## WHAT IS BEING ASKED
Copy the data below exactly, omitting any picture it contains.

[Records]
[start]

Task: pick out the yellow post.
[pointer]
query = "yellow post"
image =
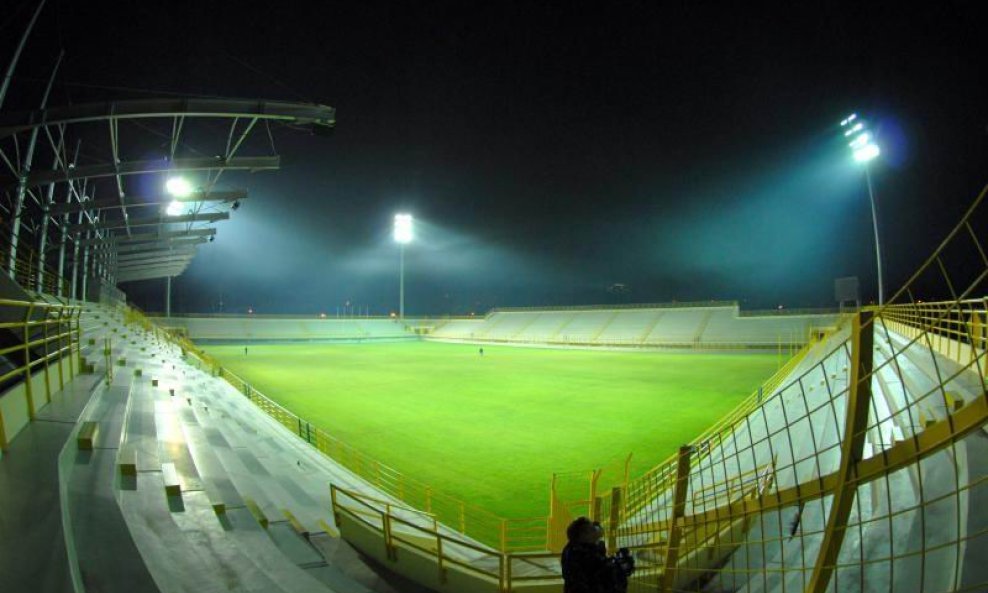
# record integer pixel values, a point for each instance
(675, 522)
(3, 433)
(61, 347)
(852, 448)
(47, 354)
(27, 362)
(614, 519)
(594, 477)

[end]

## RESULT
Task: pick out the yellow post.
[pointer]
query = "yellow post"
image =
# record integer pixel values, a point for each instance
(675, 522)
(3, 433)
(61, 347)
(852, 448)
(47, 354)
(27, 362)
(614, 519)
(594, 477)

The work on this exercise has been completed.